#### GIVEN INFORMATION ####

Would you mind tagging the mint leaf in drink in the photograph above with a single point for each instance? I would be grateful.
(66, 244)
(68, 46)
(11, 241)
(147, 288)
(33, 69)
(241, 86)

####

**THE TASK**
Print all of the data exactly as it stands above.

**RESPONSE TO THIS TASK**
Would you mind tagging the mint leaf in drink in the photograph above with a single point for each instance? I would be grateful.
(66, 244)
(68, 46)
(11, 241)
(147, 288)
(33, 69)
(241, 86)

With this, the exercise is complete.